**Extrait**
L’exigence d’une vue d’ensemble et d’une écoute alerte à la Maison symphonique de Montréal n’étaient pas le moins du monde facultatives pour quiconque cherchait à mesurer les degrés de somptuosités orchestrales et de performances solistes optimales atteintes par les membres de l’OSM sous la direction d’un brillantissime Rafael Payare, mercredi soir 3 décembre.
À la Stanislaw Skrowaczewski
L’interprétation du Concerto pour orchestre de Béla Bartok a bien entendu volé la vedette à l’original Concerto pour violon et orchestre opus 35 d’Eric Korngold dont James Ehnes continue de dominer — à mon avis — en mémorable préséance la perfection expressive et cela malgré une très belle prestation de la violoniste invitée Simone Lamsma.
Son aura physique à la Nicole Kidman se combine à ma souvenance du tempérament fougueux d’une violoniste montréalaise à fort tempérament, la célébrissime, que dis-je, la regrettée Ida Haendel.

**Jeu de données**

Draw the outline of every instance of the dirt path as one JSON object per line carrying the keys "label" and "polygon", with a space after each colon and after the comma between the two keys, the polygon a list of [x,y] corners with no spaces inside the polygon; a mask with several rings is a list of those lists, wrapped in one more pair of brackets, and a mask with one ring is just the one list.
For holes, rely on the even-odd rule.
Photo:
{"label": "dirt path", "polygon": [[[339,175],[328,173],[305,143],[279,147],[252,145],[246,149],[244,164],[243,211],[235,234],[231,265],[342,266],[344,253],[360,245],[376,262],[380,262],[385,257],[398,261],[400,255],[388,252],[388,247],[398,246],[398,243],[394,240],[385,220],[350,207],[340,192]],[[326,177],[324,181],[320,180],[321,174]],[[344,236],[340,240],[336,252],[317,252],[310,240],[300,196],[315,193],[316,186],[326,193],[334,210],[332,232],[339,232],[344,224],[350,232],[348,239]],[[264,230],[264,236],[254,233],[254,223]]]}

**À faire**
(a) Recopiez fidèlement le passage de l’extrait en commençant à « À la Stanislaw » et en terminant à « regrettée Ida Haendel. ».
(b) Traduisez en anglais cette phrase de l’extrait : « L’interprétation du Concerto pour orchestre de Béla Bartok a bien entendu volé la vedette à l’original Concerto pour violon et orchestre opus 35 d’Eric Korngold dont James Ehnes continue de dominer — à mon avis — en mémorable préséance la perfection expressive et cela malgré une très belle prestation de la violoniste invitée Simone Lamsma. »

**Corrigés des exercices**
(a)
À la Stanislaw Skrowaczewski
L’interprétation du Concerto pour orchestre de Béla Bartok a bien entendu volé la vedette à l’original Concerto pour violon et orchestre opus 35 d’Eric Korngold dont James Ehnes continue de dominer — à mon avis — en mémorable préséance la perfection expressive et cela malgré une très belle prestation de la violoniste invitée Simone Lamsma.
Son aura physique à la Nicole Kidman se combine à ma souvenance du tempérament fougueux d’une violoniste montréalaise à fort tempérament, la célébrissime, que dis-je, la regrettée Ida Haendel.

(b) The performance of Béla Bartok’s Concerto for Orchestra of course stole the spotlight from Eric Korngold’s original Violin Concerto, Op. 35, whose expressive perfection James Ehnes continues — in my opinion — to dominate with memorable preeminence, and this despite a very fine performance by the guest violinist Simone Lamsma.